Copy out the stretch from the line that contains "the white building" through the end of the entries, keeping the requests unchanged but adding 46 to every coordinate in the answers.
--- START TASK MATERIAL ---
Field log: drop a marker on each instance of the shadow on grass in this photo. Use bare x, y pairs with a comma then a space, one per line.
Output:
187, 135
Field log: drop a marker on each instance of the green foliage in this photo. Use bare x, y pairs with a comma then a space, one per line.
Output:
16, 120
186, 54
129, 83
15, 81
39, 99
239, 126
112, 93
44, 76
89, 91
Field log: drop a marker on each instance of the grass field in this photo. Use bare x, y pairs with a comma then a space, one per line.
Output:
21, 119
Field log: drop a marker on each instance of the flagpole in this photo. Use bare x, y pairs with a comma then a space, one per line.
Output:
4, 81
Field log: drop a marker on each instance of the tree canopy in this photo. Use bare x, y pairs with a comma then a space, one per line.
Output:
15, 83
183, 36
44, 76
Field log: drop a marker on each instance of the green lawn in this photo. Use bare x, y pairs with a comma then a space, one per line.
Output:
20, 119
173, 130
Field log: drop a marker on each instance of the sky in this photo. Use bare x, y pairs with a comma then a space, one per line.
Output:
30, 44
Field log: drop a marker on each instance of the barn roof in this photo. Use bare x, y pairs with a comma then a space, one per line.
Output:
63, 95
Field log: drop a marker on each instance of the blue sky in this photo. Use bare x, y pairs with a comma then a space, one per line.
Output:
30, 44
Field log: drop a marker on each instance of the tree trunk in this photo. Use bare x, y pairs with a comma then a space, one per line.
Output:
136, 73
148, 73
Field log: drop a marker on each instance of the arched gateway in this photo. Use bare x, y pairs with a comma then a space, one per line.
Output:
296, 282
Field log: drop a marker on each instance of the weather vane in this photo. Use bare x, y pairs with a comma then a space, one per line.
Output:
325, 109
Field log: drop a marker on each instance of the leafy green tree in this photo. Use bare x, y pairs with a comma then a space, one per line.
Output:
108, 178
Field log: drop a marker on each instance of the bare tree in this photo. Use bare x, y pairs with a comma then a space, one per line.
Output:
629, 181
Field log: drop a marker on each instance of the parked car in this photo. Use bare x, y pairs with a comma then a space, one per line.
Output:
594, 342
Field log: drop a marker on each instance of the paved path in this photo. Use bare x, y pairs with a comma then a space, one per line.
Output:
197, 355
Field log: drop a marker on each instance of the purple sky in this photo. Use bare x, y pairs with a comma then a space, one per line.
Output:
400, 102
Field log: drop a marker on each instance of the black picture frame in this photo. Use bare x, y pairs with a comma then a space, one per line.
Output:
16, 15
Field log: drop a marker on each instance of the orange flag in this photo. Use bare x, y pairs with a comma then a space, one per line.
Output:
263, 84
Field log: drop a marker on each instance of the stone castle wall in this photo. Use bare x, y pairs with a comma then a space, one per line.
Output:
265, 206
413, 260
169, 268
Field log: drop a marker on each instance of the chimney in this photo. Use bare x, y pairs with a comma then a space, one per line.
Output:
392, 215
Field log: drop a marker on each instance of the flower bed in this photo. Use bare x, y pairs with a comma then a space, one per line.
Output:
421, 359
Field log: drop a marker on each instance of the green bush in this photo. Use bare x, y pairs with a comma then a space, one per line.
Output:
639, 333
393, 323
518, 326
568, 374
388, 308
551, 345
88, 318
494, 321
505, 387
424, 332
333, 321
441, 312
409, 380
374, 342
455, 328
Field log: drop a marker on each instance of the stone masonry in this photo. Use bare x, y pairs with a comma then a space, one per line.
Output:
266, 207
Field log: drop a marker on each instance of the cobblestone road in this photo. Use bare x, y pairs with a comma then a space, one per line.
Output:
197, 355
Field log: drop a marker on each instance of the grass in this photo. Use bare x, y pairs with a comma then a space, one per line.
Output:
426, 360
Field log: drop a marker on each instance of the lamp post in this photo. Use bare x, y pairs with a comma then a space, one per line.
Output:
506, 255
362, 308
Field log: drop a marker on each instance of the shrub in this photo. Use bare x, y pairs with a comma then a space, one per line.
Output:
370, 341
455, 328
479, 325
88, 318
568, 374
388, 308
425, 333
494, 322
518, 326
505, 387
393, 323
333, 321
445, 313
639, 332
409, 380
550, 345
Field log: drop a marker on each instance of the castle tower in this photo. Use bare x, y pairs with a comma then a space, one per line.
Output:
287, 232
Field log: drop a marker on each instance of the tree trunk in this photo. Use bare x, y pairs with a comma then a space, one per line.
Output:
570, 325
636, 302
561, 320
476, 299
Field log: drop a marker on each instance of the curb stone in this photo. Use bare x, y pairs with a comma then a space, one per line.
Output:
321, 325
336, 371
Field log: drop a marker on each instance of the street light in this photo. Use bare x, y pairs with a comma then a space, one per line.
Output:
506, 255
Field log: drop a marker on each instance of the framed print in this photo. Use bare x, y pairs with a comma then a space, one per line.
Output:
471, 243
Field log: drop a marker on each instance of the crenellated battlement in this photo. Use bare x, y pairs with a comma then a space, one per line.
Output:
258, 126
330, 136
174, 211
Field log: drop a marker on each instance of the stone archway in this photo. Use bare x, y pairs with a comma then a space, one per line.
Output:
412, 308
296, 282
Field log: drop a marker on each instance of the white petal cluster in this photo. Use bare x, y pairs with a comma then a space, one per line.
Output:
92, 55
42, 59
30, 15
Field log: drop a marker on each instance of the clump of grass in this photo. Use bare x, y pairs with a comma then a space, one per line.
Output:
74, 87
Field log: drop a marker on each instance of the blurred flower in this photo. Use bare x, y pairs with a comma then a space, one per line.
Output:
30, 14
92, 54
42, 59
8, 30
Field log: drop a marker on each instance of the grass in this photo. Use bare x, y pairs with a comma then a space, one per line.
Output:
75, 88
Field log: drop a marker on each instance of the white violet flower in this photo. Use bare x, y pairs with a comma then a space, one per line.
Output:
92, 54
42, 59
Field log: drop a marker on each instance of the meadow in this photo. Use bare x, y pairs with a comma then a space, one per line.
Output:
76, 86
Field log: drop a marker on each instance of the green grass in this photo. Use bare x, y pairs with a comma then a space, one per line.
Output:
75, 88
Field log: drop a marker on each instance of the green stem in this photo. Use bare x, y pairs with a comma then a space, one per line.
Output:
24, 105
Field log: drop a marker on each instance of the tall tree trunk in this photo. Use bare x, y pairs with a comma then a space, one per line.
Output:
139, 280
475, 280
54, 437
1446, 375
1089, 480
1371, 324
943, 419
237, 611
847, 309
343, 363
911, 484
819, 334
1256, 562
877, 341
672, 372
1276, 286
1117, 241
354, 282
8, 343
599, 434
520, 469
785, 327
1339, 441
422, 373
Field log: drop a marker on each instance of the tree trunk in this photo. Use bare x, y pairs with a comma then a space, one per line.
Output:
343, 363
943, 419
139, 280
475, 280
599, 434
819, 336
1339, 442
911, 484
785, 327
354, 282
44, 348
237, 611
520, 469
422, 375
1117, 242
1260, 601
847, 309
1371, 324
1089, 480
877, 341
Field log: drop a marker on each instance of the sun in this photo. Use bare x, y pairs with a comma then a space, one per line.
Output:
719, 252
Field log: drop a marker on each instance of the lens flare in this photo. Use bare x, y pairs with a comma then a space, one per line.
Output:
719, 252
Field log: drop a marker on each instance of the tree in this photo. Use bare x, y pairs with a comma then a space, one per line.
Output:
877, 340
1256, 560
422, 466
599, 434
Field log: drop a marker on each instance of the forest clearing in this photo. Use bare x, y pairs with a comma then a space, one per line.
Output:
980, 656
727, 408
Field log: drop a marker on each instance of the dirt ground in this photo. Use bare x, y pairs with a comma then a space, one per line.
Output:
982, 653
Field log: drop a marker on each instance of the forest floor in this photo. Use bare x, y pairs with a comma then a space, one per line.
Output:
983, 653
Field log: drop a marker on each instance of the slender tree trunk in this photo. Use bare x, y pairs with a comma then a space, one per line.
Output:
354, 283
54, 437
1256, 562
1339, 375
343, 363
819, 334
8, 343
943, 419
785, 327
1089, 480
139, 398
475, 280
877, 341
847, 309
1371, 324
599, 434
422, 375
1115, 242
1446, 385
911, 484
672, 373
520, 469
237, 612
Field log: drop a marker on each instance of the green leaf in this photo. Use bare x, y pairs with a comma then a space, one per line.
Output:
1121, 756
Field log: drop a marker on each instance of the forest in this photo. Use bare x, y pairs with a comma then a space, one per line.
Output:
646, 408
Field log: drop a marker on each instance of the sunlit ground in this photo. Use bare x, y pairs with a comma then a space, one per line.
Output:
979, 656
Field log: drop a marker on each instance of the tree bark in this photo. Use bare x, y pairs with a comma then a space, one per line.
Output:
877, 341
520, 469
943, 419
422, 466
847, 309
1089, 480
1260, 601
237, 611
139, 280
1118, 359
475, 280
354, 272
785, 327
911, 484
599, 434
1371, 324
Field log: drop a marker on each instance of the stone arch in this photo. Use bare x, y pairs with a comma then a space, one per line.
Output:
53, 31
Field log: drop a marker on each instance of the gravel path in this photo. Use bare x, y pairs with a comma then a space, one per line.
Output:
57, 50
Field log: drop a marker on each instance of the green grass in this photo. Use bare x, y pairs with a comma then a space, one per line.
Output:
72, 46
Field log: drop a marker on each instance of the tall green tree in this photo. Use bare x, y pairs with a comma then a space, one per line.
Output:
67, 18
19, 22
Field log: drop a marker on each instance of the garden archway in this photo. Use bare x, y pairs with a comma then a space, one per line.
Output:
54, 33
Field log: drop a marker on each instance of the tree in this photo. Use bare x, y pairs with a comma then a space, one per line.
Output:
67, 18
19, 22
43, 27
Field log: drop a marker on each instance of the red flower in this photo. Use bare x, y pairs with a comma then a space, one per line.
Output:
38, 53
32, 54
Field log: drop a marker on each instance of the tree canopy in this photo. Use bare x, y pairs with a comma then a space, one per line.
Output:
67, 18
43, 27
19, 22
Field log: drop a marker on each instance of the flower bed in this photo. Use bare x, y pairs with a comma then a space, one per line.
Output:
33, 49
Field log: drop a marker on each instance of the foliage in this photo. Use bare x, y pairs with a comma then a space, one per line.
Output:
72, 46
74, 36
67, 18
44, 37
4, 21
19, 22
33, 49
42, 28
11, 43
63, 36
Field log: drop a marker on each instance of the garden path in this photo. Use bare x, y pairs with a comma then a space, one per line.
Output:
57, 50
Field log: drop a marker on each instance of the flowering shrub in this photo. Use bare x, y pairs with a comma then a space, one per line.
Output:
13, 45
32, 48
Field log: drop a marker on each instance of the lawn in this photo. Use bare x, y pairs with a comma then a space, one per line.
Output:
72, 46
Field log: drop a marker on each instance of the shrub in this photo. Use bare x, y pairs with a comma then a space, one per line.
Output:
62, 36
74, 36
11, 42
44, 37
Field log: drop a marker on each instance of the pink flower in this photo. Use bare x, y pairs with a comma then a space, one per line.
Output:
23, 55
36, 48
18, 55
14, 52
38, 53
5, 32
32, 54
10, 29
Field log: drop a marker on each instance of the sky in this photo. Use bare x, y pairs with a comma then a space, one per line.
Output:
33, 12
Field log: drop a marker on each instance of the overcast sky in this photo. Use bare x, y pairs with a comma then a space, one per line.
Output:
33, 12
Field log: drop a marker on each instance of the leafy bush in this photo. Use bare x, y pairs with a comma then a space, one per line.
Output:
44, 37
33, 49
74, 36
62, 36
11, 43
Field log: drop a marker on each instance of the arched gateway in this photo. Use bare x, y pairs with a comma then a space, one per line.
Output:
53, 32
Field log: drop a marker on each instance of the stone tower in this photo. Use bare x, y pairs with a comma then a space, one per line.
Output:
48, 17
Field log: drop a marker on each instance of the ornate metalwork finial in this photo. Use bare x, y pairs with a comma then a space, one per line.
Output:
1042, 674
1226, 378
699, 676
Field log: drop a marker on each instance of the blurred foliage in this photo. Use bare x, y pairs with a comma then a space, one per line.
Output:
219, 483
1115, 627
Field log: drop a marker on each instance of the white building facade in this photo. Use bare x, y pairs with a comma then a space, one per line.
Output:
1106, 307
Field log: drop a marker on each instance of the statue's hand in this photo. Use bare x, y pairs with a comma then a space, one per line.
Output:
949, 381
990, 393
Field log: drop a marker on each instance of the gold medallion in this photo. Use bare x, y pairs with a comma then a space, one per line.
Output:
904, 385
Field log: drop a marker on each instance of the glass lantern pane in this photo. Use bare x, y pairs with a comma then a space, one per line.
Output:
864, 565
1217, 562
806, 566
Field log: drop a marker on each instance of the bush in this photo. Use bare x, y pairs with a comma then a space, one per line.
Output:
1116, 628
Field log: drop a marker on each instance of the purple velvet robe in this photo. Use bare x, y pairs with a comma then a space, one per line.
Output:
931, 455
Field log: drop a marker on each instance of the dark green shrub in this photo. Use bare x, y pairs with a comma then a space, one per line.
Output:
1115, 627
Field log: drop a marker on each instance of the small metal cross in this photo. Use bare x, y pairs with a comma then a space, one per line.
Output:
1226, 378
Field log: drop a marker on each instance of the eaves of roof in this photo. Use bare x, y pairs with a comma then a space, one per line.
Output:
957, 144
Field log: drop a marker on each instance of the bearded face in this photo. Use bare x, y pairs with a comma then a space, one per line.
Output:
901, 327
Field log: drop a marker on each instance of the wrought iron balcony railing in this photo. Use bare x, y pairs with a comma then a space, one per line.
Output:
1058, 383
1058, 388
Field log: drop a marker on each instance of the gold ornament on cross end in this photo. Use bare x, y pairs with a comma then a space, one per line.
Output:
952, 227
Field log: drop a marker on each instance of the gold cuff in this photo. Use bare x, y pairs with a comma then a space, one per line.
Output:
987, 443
--- END TASK MATERIAL ---
THE ANSWER:
Field log: drop a marker on each instance of the white building facade in this photo. Use bare x, y pairs with a comma then a space, one per line.
Output:
1152, 353
Field log: drop a marker on each instance of the statue's hand in this photo. Use bare x, y pairs with a comma then a space, one per line.
Output:
995, 427
1036, 439
Field log: drop a marker on each instance of the gold medallion in this photo. Use bare x, y pairs with a comma then a space, one per line.
Output:
950, 431
Field log: drop a marker on each instance of the glass lantern pane in this photo. Use bare x, y pairs with a comma then a space, one per line.
Output:
910, 611
1263, 608
852, 612
Field log: drop a marker on each instance of the bush in this photo. Use bare x, y pairs with a comma then a space, one per line.
Output:
1162, 674
Field log: drop a marker on each instance of the purple velvet robe in this photo. Use bare x, y pairs with a comma then a space, one per line.
Output:
977, 501
Field log: drop a marker on each instance of the dark green shrub in this photo. Use bare x, y pairs with a comma then a space, one per line.
Output:
1161, 673
Field log: drop a marker on each instance of the small metal cross in this photo. Use bare x, y pairs with a comma then a space, one per line.
Output:
1272, 424
Field log: drop a marker on each instance of the eaves of roof in this photo. Use bare x, y pairs with a comma then a space, one per line.
Output:
1003, 190
Field log: drop a marker on each instance of the bearded face in this photo. Use bare x, y pairs with a comma then a space, one per line.
Output:
947, 373
Field log: drop a marker on each instance of the wrought iron balcony railing in this photo. Use bare x, y pairs with a comma then a space, one per line.
Output:
1104, 429
1104, 434
Field log: drop a marker on each instance of the gold ornament on cross end in this photo. Use bare x, y pairs with a comma then a space, one per line.
Output:
998, 273
Field log: drop a marker on each instance of the gold cuff in this photo. Use bare x, y pairs with a comma then a space, one per line.
Output:
1033, 489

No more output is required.